▶ **GIVEN DATA**
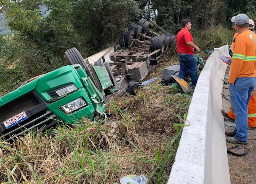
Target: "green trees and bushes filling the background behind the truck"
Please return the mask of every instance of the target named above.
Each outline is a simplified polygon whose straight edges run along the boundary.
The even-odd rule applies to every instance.
[[[230,18],[238,13],[255,20],[256,2],[1,0],[1,22],[8,24],[13,34],[0,38],[0,81],[4,86],[0,90],[8,92],[22,81],[68,64],[64,52],[72,47],[78,48],[84,58],[109,47],[118,42],[120,32],[131,29],[142,15],[172,34],[180,30],[182,19],[190,18],[194,42],[204,50],[231,42]],[[0,32],[10,34],[3,26]]]

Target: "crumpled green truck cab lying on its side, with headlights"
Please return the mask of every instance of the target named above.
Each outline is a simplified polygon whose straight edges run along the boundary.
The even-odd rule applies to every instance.
[[[58,121],[93,119],[106,109],[104,95],[112,86],[104,67],[93,66],[102,91],[80,64],[44,74],[0,98],[0,139],[10,140],[32,128],[48,128]]]

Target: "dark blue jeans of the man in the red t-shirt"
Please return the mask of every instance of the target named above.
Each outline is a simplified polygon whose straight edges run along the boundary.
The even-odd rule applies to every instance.
[[[196,65],[196,57],[193,54],[178,54],[178,58],[180,61],[180,73],[179,77],[184,79],[187,73],[189,72],[189,76],[193,86],[196,86],[197,83],[197,65]]]

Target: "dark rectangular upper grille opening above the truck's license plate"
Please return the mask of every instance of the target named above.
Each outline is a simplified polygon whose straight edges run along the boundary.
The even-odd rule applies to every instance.
[[[35,96],[32,93],[29,93],[26,96],[7,104],[6,106],[2,106],[0,108],[0,124],[2,124],[4,120],[12,118],[20,112],[26,112],[38,104],[39,102],[36,100]]]

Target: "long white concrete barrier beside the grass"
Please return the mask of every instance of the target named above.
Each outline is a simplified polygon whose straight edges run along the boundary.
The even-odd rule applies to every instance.
[[[222,109],[222,86],[229,56],[222,46],[208,58],[189,106],[168,184],[230,184]]]

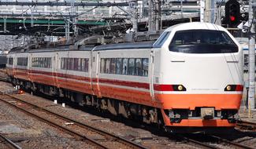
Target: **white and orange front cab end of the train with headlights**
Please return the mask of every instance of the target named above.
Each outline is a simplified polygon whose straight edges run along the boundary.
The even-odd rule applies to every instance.
[[[166,29],[154,48],[154,95],[163,104],[167,128],[235,126],[243,52],[228,31],[214,24],[179,24]]]

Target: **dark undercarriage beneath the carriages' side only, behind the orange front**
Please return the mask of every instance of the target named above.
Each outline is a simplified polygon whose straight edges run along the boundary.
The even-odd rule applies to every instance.
[[[161,111],[155,107],[133,104],[122,100],[110,99],[107,97],[98,98],[86,93],[79,93],[69,89],[61,89],[56,86],[43,85],[26,80],[9,78],[13,85],[20,85],[28,93],[43,93],[47,96],[54,96],[65,102],[79,104],[82,107],[94,107],[98,111],[109,112],[113,115],[121,115],[124,118],[132,118],[138,122],[163,126]]]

▶ **WHAT YOU WILL DO**
Restate all of the material word for word, leaving every picture out.

▶ **WORKED SOLUTION**
Target: "green trees and bushes filling the background behind the truck"
Please return the mask of every instance of the target named above.
Each outline is a simplified polygon whose straight edges run along the boundary.
The even-odd rule applies to every instance.
[[[230,18],[238,13],[255,20],[256,2],[1,0],[1,22],[8,24],[13,34],[0,38],[0,81],[4,86],[0,90],[8,92],[22,81],[68,64],[64,52],[72,47],[78,48],[84,58],[109,47],[118,42],[120,32],[131,29],[142,15],[172,34],[180,30],[182,19],[190,18],[194,42],[204,50],[231,42]],[[0,32],[10,34],[3,26]]]

Target: "crumpled green truck cab lying on its side, with headlights"
Please return the mask of every instance of the target named above.
Each outline is a simplified polygon whose straight edges run along the boundary.
The even-odd rule applies to every instance.
[[[58,121],[93,119],[106,109],[104,95],[112,86],[104,67],[93,66],[102,91],[80,64],[44,74],[0,98],[0,139],[10,140],[32,128],[48,128]]]

Target: "dark blue jeans of the man in the red t-shirt"
Please return the mask of every instance of the target named above.
Each outline is a simplified polygon whose straight edges run along the boundary.
The even-odd rule applies to every instance.
[[[196,65],[196,57],[193,54],[178,54],[178,58],[180,61],[180,73],[179,77],[184,79],[187,73],[189,72],[189,76],[193,86],[196,86],[197,83],[197,65]]]

Target: "dark rectangular upper grille opening above the truck's license plate"
Please return the mask of every instance of the target named above.
Each outline is a simplified polygon whose straight edges run along the boundary.
The even-odd rule applies to every instance.
[[[35,96],[32,93],[29,93],[26,96],[7,104],[6,106],[2,106],[0,108],[0,124],[2,124],[4,120],[12,118],[20,112],[26,112],[38,104],[39,102],[36,100]]]

Target: "long white concrete barrier beside the grass"
Please return the mask of every instance of the target named above.
Each outline is a simplified polygon whose straight edges run along the boundary.
The even-odd rule applies to every instance.
[[[222,109],[222,86],[229,56],[222,46],[208,58],[189,106],[168,184],[230,184]]]

Target: **white and orange front cab end of the train with headlights**
Please return the mask of every instance of the target named above.
Each outline is a simplified polygon whose straight edges run along the boundary.
The even-odd rule applies to every instance.
[[[166,29],[154,48],[154,95],[163,104],[167,128],[235,126],[243,52],[228,31],[214,24],[179,24]]]

Target: **dark undercarriage beneath the carriages' side only, behind the orange front**
Please return the mask of every instance of the target named above.
Each outline is a simplified polygon whose straight edges run along the boundary.
The even-odd rule applies to every instance.
[[[161,111],[155,107],[133,104],[122,100],[110,99],[107,97],[98,98],[86,93],[79,93],[69,89],[61,89],[56,86],[43,85],[26,80],[9,78],[13,85],[20,85],[28,93],[43,93],[47,96],[54,96],[65,102],[79,104],[82,107],[94,107],[98,111],[109,112],[113,115],[121,115],[124,118],[132,118],[138,122],[163,126]]]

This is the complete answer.